# MATERIAL FOR THIS TASK

+--

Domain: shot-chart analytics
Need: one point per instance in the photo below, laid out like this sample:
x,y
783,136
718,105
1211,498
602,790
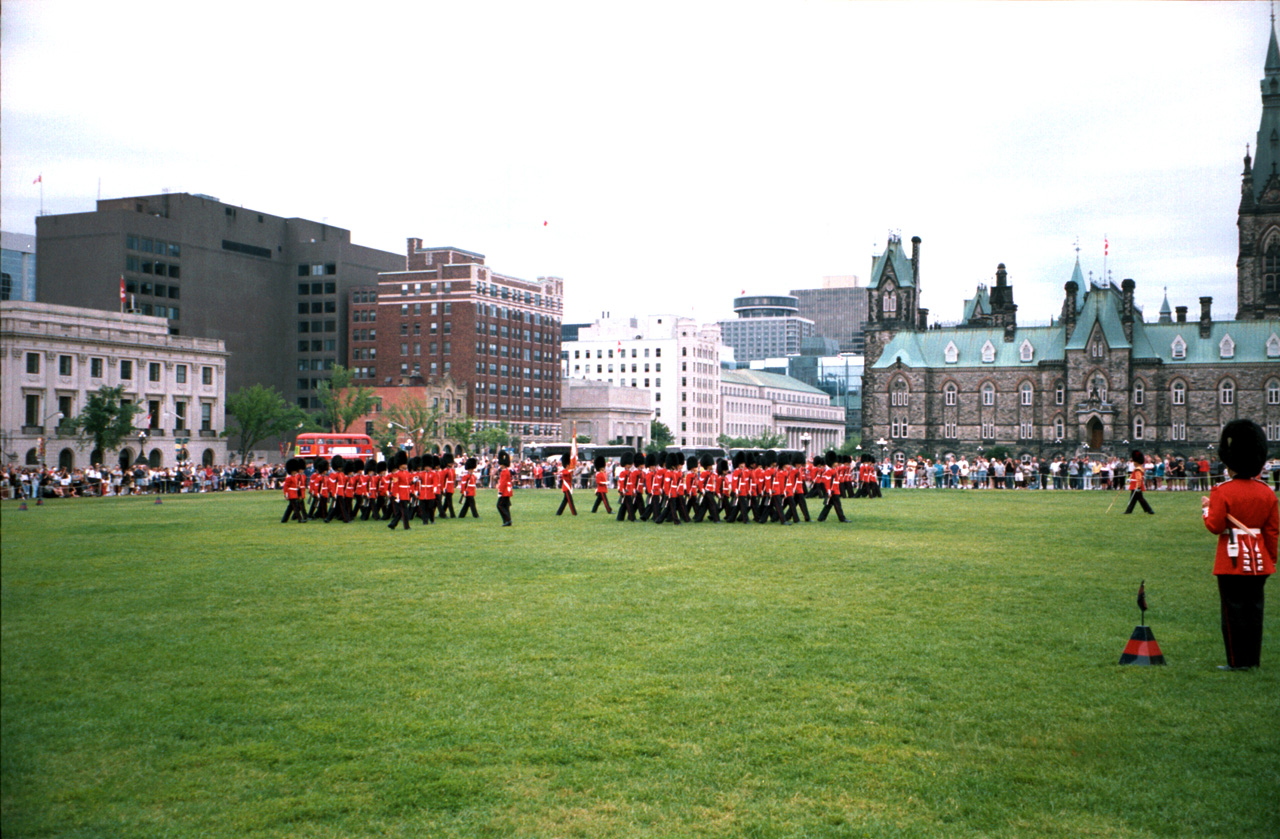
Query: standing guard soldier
x,y
602,486
451,477
504,487
295,491
402,489
567,484
467,486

+--

# EXERCISE AIM
Reproduce all the records above with every "soldier" switched to "sentry" and all other text unchanged. Omit the pictures from your answer.

# ANSWER FOR THIS EXERCISE
Domain: shot-chart analytics
Need: one point per instance in the photo below, laid out like this sample:
x,y
783,136
718,105
1211,498
602,790
Query: standing guard sentry
x,y
602,486
451,477
504,487
295,491
402,489
567,484
467,486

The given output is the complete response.